::: Entries supplied

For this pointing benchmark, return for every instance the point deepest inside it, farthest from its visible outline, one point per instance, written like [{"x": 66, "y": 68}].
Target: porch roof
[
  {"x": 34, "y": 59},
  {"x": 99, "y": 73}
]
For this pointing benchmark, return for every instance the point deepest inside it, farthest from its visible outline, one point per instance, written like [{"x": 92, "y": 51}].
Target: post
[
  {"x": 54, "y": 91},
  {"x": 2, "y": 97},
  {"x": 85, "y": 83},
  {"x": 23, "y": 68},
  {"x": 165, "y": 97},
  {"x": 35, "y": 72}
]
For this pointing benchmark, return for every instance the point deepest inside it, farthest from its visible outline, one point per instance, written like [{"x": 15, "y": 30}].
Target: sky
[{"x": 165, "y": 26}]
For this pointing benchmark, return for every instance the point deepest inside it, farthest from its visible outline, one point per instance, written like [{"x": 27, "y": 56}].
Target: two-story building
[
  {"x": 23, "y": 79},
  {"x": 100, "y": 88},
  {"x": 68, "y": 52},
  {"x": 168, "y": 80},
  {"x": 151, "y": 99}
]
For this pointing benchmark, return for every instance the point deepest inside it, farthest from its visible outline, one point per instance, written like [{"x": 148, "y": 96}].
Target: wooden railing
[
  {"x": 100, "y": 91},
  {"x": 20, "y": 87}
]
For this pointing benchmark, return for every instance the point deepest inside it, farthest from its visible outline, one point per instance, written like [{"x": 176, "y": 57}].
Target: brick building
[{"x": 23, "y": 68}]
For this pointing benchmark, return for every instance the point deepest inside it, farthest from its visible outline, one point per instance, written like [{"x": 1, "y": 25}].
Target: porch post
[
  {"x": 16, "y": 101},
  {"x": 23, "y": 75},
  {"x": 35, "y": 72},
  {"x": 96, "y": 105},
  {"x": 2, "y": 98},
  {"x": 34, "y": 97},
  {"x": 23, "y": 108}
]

::::::

Directive:
Every record shown above should be written out again exactly.

Written reply:
For this pointing benchmark, return for every instance the point deepest inside it, farthest from its visible outline, one point per instance, written like [{"x": 66, "y": 68}].
Target: porch roof
[
  {"x": 34, "y": 59},
  {"x": 99, "y": 73}
]
For this pointing benchmark, return for every instance the point deepest inside it, farthest from its visible outline, one point per instance, written like [{"x": 92, "y": 51}].
Target: post
[
  {"x": 54, "y": 91},
  {"x": 2, "y": 97},
  {"x": 85, "y": 83},
  {"x": 23, "y": 68},
  {"x": 165, "y": 97},
  {"x": 35, "y": 72}
]
For this pointing benchmark, return for every instance the point deepest inside it, farthest from its visible outline, one point per instance, written like [{"x": 15, "y": 30}].
Target: sky
[{"x": 165, "y": 26}]
For this pointing benchmark, return for every instance the point deepest inside it, farthest from its visible outline, one point per instance, written like [{"x": 27, "y": 56}].
Target: two-story building
[
  {"x": 23, "y": 79},
  {"x": 100, "y": 88},
  {"x": 68, "y": 52},
  {"x": 168, "y": 80},
  {"x": 151, "y": 99}
]
For this pointing benchmark, return for every instance the point deepest inside it, farthest from its visible outline, one point per instance, written like [{"x": 148, "y": 96}].
Target: wooden railing
[
  {"x": 100, "y": 91},
  {"x": 20, "y": 87}
]
For this pointing benchmark, return for every instance the point deepest inside it, farthest from its visible outline, one point per instance, written like [{"x": 176, "y": 57}].
Target: brick building
[{"x": 23, "y": 68}]
For this pointing benchmark, return for every instance the point deepest inside it, farthest from its visible outline, one point per instance, written like [{"x": 1, "y": 25}].
Target: porch post
[
  {"x": 16, "y": 101},
  {"x": 23, "y": 75},
  {"x": 35, "y": 72},
  {"x": 96, "y": 105},
  {"x": 2, "y": 98},
  {"x": 34, "y": 97},
  {"x": 23, "y": 108}
]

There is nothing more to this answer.